Could you quote, exactly as they stand, the lines running from the one with "For the evaluation, point out each instance of the white hurdle" to the final line of the material?

--- start ---

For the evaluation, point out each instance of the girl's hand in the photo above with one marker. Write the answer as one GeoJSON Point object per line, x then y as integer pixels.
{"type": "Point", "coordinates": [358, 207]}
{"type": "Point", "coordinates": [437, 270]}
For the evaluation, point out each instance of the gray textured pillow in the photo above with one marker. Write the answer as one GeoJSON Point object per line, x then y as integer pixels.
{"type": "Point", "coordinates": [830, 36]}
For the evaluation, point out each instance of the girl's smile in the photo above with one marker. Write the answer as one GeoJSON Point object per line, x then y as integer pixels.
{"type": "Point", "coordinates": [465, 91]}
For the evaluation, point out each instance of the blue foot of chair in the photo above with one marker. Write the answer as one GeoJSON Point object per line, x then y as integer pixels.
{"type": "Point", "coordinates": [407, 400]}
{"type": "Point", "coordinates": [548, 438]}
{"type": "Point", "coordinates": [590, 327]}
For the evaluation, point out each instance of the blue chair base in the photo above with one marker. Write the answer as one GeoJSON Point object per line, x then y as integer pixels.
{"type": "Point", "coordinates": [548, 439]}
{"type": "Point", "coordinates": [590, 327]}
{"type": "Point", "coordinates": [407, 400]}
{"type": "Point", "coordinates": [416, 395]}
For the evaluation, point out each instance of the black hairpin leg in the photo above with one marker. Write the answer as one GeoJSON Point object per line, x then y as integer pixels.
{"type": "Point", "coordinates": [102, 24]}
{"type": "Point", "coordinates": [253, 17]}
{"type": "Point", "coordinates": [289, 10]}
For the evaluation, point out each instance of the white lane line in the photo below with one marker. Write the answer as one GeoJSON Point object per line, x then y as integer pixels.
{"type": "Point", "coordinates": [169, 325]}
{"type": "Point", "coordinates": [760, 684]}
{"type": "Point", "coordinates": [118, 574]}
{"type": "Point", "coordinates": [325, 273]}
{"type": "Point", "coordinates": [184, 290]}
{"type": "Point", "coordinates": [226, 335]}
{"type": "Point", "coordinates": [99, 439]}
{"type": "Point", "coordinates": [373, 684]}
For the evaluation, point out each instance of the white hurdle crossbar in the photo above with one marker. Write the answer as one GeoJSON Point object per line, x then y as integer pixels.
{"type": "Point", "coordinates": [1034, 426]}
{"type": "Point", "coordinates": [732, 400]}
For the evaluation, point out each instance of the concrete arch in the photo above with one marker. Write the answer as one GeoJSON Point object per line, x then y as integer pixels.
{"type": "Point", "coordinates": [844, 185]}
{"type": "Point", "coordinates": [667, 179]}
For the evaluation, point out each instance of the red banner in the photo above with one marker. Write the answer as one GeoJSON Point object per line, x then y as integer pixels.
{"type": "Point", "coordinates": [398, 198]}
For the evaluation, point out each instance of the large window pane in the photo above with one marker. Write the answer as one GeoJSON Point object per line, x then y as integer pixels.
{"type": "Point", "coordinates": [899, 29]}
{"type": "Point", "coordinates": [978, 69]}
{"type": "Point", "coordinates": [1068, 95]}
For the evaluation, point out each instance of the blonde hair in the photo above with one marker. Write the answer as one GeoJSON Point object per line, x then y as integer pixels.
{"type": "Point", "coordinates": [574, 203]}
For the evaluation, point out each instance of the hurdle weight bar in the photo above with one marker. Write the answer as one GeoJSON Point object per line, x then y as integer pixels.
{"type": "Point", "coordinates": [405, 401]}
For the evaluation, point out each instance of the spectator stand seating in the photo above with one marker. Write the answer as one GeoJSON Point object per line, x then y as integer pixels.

--- end ---

**Full answer**
For the evaluation, point out each instance of the white hurdle crossbar in the photo above with one marker. Write the answer as one GeoJSON Point object per line, x then y as integer pixels.
{"type": "Point", "coordinates": [1034, 426]}
{"type": "Point", "coordinates": [732, 400]}
For the evaluation, point out each instance of the concrete arch in the photo above with one marker. Write the answer as one GeoJSON Point object per line, x then y as integer pixels.
{"type": "Point", "coordinates": [844, 185]}
{"type": "Point", "coordinates": [667, 179]}
For the evaluation, point out each instance of the red banner in the photo above with one marker. Write the answer as one GeoJSON Point object per line, x then y as integer pixels.
{"type": "Point", "coordinates": [398, 198]}
For the evaluation, point out each instance of the large window pane in the photo above with one marker. Write the answer as one GeoJSON Point object per line, x then y as integer pixels.
{"type": "Point", "coordinates": [899, 29]}
{"type": "Point", "coordinates": [978, 69]}
{"type": "Point", "coordinates": [1068, 95]}
For the evaluation, point out each instance of the blonde hair in the photo above with one marker. Write the answer as one GeoJSON Point object per line, x then y as integer pixels.
{"type": "Point", "coordinates": [574, 203]}
For the evaluation, point out each instance of the hurdle weight bar in the photo above with one marker. Write the answer as one GeoJSON Point object per line, x then y as integer pixels.
{"type": "Point", "coordinates": [405, 401]}
For the evaluation, point out each instance of the spectator stand seating in the photo above with one marker. Write the answer as one GeoJSON Point object per line, x then y as integer pixels.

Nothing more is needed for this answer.